[Extracted records]
+++++
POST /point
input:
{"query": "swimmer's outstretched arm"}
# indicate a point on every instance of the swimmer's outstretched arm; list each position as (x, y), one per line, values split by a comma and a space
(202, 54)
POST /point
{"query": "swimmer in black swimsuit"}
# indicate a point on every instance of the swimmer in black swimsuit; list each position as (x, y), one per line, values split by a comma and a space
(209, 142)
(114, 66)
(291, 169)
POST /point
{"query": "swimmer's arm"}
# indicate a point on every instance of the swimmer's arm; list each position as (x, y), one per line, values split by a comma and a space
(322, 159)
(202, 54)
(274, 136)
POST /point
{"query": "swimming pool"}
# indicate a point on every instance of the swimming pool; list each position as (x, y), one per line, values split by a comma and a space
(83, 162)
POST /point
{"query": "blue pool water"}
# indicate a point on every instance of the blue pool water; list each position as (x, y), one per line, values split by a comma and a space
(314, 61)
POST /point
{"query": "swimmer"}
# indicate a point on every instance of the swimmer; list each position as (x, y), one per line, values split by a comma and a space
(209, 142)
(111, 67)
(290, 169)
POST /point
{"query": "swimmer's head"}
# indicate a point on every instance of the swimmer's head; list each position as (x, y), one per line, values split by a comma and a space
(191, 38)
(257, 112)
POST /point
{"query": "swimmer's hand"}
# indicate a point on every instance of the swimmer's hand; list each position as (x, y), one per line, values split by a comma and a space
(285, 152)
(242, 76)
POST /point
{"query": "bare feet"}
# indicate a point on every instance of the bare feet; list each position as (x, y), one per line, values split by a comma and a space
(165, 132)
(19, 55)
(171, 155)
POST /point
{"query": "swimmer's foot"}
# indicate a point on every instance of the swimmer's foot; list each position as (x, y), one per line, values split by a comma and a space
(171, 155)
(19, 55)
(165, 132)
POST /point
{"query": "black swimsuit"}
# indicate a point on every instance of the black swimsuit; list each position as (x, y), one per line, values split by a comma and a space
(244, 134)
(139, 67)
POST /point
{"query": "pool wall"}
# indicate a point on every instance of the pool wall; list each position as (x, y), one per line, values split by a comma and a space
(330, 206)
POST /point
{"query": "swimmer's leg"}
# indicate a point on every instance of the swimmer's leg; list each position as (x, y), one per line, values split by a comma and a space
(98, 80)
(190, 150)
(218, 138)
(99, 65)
+++++
**Exercise details:**
The complete set of entries above must be reproduced verbatim.

**Output below:**
POST /point
input:
{"query": "swimmer's outstretched arm"}
# indicate a point on every instance of the swimmer's outstretched arm; list each position as (x, y), one per line, values split by a comma and a space
(202, 54)
POST /point
{"query": "swimmer in black swimsuit"}
# indicate a point on every instance of the swimmer in black swimsuit; list each position as (x, y), one per line, values split by a comma and a space
(209, 142)
(114, 66)
(291, 169)
POST /point
{"query": "swimmer's arm"}
# indicate a point on every instance of the swimmer's arm; list each position as (x, y), one per line, values split by a comma and a space
(322, 159)
(202, 54)
(274, 136)
POST /point
{"query": "swimming pool"}
# indicate a point on every instance of the swimming pool; list each position as (x, y), one per line, values split by a comma and a space
(83, 162)
POST /point
{"query": "blue pool water"}
# indicate a point on every instance of the blue pool water; list each position as (x, y), one per line, values split by a comma and a space
(314, 61)
POST /point
{"query": "swimmer"}
# indicate a point on every instance of the swimmer; list each position as (x, y), one per line, values split by a comma and a space
(209, 142)
(111, 67)
(290, 169)
POST /point
{"query": "swimmer's head"}
# indicate a point on every instance of the swimmer's head; list each position as (x, y), one per line, values split by a comma and a space
(191, 38)
(257, 112)
POST /point
{"query": "swimmer's hand"}
# indicate a point on every instance of the swimmer's hand; list each position as (x, y), one per line, values split by a comma and a space
(285, 152)
(242, 76)
POST /point
{"query": "bare feet"}
# indicate a point on every instance of the bare feet; list each position as (x, y), one per line, values split by a comma and a space
(165, 132)
(19, 55)
(171, 155)
POST /point
{"query": "swimmer's foot"}
# indicate a point on every instance of the swimmer's foot; list each position as (x, y), one per line, values split by a comma and a space
(171, 155)
(19, 55)
(165, 132)
POST /point
{"query": "black swimsuit"}
# indicate a point on every instance of the black swimsuit; list each position as (x, y), one per line, values split by a comma and a space
(244, 134)
(139, 67)
POST /point
{"query": "pool wall"}
# indicate a point on every instance of the pool wall; list each position as (x, y), one per line, values split by a comma and a space
(330, 206)
POST /point
{"query": "swimmer's leg"}
# indicate a point on every instance of the swimmer's leg; list each position as (x, y), one per line, values split by a comma and a space
(98, 80)
(190, 150)
(218, 138)
(99, 65)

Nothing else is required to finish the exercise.